:: PROBLEM DESCRIPTION ::
Please change "innermost point" to "central point" wherever it occurs in the lines from the one containing "of the microphone." up to and including the one containing "[(249, 156)]", keeping all else unchanged, and return only those lines.

:: MATERIALS PROVIDED ::
# # # #
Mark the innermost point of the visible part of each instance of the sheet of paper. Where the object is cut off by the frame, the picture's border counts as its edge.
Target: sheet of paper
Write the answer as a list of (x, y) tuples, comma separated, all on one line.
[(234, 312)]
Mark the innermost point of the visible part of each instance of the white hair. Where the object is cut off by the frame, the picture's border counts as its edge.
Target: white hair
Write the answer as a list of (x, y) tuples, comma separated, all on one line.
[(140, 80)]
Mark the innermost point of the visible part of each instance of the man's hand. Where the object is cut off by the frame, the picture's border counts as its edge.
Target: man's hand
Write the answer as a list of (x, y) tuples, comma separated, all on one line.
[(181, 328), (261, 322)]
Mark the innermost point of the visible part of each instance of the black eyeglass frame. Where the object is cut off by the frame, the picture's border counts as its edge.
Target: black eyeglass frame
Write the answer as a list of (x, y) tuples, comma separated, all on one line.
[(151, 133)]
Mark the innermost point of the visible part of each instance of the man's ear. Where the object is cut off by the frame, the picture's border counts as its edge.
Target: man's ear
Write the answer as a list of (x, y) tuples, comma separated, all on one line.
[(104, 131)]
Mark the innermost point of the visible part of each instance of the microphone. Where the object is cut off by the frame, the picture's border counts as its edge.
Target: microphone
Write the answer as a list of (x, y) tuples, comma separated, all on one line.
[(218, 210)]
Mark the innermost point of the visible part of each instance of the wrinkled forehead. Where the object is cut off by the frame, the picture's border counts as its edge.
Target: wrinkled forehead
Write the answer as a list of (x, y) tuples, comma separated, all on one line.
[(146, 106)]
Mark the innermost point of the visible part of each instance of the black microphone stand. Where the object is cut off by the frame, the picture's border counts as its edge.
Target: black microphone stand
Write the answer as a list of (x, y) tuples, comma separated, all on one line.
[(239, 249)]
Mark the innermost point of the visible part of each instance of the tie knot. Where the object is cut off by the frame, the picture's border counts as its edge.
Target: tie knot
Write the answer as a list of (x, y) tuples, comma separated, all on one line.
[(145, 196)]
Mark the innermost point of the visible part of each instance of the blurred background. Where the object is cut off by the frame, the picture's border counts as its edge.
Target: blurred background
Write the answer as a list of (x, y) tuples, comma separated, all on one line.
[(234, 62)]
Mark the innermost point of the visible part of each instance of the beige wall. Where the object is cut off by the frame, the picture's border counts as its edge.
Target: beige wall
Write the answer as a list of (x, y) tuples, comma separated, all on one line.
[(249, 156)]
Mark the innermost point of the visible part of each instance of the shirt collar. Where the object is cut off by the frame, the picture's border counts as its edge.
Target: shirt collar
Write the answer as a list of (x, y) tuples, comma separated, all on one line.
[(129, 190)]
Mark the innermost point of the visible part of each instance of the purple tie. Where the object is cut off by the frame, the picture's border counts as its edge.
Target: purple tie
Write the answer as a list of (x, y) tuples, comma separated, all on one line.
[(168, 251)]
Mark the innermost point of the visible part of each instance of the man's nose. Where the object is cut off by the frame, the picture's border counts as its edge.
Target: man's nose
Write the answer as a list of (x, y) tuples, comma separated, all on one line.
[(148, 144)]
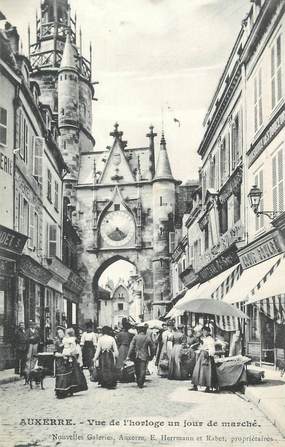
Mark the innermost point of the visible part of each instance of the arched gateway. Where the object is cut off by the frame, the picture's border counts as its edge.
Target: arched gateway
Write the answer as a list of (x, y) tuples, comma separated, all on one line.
[(126, 209)]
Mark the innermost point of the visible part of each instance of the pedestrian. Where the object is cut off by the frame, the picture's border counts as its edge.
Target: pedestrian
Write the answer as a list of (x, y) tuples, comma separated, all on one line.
[(141, 351), (21, 348), (123, 340), (165, 351), (204, 373), (33, 339), (69, 378), (105, 359), (174, 371), (88, 344)]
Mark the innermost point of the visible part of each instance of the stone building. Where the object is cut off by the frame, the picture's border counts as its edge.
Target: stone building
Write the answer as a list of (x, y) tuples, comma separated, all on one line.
[(236, 234), (125, 203)]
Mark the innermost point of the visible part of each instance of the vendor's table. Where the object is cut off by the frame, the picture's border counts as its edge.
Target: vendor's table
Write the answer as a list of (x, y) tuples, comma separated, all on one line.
[(231, 371)]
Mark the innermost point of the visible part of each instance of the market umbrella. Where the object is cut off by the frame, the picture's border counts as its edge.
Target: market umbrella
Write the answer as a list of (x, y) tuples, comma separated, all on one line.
[(212, 307), (154, 324)]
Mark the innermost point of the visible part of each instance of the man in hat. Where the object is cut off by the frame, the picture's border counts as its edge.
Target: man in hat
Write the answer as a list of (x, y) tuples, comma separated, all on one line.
[(33, 338), (21, 347), (141, 350)]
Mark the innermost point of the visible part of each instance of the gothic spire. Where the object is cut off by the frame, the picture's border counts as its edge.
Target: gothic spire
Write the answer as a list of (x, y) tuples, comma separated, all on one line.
[(163, 169), (68, 57)]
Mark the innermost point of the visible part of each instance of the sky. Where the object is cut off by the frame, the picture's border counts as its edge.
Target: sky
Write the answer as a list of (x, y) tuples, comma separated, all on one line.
[(155, 60)]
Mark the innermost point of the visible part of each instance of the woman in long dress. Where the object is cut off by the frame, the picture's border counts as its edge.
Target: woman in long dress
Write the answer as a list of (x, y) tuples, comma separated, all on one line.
[(123, 340), (164, 354), (204, 373), (69, 378), (88, 345), (105, 356), (174, 371)]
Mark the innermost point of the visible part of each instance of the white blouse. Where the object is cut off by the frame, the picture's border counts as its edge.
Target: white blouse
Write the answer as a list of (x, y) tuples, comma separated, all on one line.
[(208, 345), (106, 342), (89, 336)]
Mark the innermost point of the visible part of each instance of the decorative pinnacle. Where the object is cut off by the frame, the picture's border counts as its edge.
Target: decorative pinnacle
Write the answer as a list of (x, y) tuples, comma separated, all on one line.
[(116, 133)]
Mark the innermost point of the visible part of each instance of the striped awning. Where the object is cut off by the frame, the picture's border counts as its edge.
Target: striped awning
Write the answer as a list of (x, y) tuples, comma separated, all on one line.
[(269, 294)]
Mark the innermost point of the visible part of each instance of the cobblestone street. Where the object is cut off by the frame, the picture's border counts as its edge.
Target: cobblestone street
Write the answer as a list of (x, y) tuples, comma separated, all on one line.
[(152, 416)]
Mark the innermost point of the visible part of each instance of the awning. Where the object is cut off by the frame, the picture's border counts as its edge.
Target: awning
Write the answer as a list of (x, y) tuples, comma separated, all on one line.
[(270, 296), (251, 281), (207, 289), (214, 288)]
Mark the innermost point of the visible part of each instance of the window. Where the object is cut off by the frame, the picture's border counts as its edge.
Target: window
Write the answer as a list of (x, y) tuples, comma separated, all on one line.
[(38, 158), (49, 186), (25, 228), (236, 141), (3, 126), (56, 195), (258, 181), (36, 231), (52, 240), (223, 217), (278, 180), (224, 159), (276, 72), (257, 87), (213, 172), (206, 235)]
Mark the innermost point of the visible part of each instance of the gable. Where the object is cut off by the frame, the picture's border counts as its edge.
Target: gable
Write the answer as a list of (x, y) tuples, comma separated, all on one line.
[(117, 168)]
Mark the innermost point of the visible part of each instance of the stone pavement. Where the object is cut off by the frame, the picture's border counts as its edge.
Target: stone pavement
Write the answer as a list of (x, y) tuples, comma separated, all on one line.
[(164, 413), (269, 396)]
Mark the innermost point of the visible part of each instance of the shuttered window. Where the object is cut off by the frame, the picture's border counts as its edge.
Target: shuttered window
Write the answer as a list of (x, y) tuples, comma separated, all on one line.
[(258, 181), (278, 180), (49, 185), (258, 112), (31, 227), (38, 158), (276, 71), (52, 240), (56, 195)]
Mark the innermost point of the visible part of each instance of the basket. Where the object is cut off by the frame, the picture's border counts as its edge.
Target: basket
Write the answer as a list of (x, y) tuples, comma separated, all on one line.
[(128, 368)]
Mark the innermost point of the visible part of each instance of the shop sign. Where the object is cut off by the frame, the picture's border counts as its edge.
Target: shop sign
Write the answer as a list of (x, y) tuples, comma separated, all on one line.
[(11, 240), (261, 250), (266, 137), (33, 270), (7, 267), (233, 235), (219, 265)]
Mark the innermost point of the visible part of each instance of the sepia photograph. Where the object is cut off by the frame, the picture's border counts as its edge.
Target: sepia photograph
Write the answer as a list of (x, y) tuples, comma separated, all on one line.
[(142, 223)]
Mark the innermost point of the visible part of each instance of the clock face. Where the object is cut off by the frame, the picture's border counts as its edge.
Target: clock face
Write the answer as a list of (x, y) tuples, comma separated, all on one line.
[(117, 228)]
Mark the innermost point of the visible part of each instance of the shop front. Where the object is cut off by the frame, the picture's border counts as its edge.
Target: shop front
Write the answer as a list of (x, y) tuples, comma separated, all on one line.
[(260, 291), (32, 282), (71, 298), (11, 246)]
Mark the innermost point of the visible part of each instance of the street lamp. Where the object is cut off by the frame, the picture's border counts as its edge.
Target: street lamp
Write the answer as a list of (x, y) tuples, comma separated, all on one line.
[(254, 197)]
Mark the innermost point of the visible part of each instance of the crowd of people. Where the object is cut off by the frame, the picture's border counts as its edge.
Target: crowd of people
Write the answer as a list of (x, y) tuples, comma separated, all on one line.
[(124, 355)]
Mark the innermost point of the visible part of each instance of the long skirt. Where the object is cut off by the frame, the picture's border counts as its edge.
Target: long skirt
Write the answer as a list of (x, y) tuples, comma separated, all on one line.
[(107, 370), (187, 365), (88, 351), (174, 370), (121, 373), (204, 373), (69, 378)]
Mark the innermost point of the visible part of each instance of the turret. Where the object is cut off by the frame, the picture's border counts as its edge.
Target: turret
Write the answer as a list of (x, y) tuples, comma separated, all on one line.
[(68, 108)]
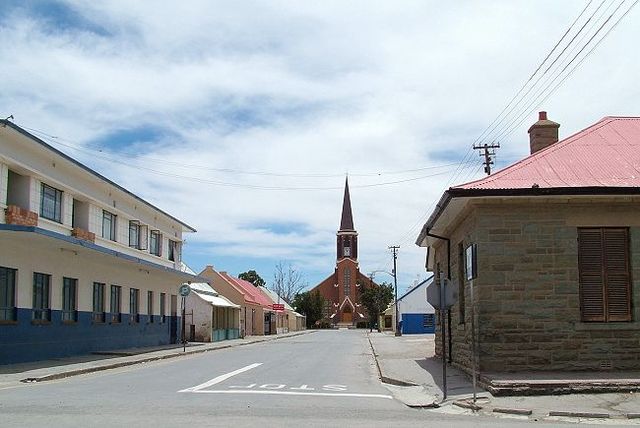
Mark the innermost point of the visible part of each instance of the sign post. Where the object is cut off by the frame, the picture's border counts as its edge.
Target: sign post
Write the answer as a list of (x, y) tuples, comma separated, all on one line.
[(442, 296), (185, 289), (443, 311)]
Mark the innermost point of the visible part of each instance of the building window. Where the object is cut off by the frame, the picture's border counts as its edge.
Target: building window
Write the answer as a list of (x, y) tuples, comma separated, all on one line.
[(346, 247), (8, 294), (163, 299), (116, 298), (603, 269), (150, 305), (108, 225), (98, 302), (173, 250), (155, 243), (347, 282), (69, 299), (471, 262), (134, 234), (41, 307), (51, 203), (134, 306)]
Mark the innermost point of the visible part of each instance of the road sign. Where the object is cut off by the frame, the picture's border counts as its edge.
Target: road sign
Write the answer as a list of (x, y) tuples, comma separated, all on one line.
[(185, 290), (450, 294)]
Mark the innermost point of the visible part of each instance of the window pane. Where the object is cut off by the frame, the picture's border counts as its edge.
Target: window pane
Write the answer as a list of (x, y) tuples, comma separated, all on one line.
[(41, 296)]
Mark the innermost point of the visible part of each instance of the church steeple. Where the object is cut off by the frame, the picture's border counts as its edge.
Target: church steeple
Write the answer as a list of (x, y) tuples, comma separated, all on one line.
[(346, 221), (347, 242)]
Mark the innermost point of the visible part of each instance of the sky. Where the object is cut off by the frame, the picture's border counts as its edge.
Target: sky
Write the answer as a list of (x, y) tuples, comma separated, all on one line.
[(243, 118)]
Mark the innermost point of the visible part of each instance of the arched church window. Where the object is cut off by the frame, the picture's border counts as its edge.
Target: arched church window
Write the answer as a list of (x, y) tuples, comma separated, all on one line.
[(346, 250), (347, 281)]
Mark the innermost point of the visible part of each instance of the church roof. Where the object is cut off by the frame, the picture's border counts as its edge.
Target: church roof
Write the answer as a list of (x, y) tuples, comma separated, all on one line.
[(346, 221)]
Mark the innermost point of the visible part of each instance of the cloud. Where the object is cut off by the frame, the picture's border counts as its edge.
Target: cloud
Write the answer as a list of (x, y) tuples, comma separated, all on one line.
[(291, 95)]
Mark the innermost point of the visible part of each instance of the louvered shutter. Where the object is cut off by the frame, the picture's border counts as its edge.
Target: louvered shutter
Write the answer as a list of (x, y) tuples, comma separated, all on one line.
[(617, 278), (591, 275)]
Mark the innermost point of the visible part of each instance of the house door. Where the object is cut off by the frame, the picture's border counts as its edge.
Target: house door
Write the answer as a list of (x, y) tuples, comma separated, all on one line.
[(347, 314), (173, 332)]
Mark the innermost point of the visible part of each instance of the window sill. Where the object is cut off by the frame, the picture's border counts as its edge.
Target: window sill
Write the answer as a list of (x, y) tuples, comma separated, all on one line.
[(607, 326)]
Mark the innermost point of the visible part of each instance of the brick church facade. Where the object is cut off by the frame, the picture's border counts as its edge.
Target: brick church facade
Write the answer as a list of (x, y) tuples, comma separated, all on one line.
[(342, 289)]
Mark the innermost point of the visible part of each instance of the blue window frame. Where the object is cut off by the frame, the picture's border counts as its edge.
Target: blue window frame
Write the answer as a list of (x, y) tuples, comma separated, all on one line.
[(8, 294), (51, 203)]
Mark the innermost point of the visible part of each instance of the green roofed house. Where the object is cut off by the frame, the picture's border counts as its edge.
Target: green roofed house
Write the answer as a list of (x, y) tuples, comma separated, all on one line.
[(550, 247)]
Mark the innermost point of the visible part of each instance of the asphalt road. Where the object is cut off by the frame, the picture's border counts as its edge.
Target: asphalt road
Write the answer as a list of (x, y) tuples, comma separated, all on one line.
[(326, 378)]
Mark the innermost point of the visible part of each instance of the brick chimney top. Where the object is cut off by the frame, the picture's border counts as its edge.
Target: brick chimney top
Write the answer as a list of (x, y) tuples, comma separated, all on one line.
[(543, 133)]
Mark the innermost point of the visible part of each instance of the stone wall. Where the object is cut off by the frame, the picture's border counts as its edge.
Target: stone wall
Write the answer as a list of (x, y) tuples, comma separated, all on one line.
[(527, 293)]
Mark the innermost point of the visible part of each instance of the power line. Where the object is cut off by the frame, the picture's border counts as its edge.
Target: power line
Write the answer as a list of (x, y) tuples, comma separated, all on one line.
[(521, 110), (249, 186), (513, 128), (491, 126), (78, 147)]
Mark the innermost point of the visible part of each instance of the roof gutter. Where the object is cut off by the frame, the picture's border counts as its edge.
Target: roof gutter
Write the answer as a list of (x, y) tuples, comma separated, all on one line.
[(457, 192)]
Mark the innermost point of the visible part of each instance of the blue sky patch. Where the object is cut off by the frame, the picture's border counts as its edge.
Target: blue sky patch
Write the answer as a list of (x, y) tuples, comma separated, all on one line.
[(57, 16), (282, 228), (123, 140)]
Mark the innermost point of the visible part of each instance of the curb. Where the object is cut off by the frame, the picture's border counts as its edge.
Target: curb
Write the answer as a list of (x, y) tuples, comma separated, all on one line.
[(467, 405), (579, 414), (77, 372), (521, 412), (383, 378)]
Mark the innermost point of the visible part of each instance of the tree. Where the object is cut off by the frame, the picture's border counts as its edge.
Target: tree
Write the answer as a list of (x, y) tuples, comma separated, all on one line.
# # # #
:: REPLY ::
Mark the central point of the visible part of each instance of the microphone. Where the object is cut off by the frame, the picture's border counts as its edge.
Target: microphone
Write the answer as a list of (x, y) tuples, comma separated, all on one line.
[(218, 210)]
Mark the central point of the visible part of each instance of the wrinkled forehead. Where the object is cut off by the frame, the picture's border counts as its edge.
Target: wrinkled forehead
Write the answer as a list of (x, y) tuples, comma separated, all on one line.
[(146, 106)]
Mark the central point of the visible part of each instance of the black microphone stand. Where the object is cut off by the frame, the picture's border counts as its edge.
Target: black microphone stand
Write the answer as a list of (x, y) tuples, comma separated, all on one line.
[(239, 249)]
Mark the central point of the visible part of each instance of the tie knot. Where the object is cut off by the frame, the picture's border counts as its edge.
Target: tie knot
Write the answer as a list of (x, y) tuples, comma separated, all on one line.
[(145, 196)]
Mark the central point of the visible part of each instance of the blurred background. Where the object is cut off by the frame, the picture's border counts as its edge.
Target: blurred background
Write the answer as a list of (x, y) tuples, comma separated, all on one line.
[(234, 62)]
Mark the central point of the visible part of each instance of the beige wall. Where the object is cut off by the frame, the picture's border counts as its edge.
Target: beige wall
Write the answer as a list of (x, y) tuples, comma separated, all on one line.
[(249, 156)]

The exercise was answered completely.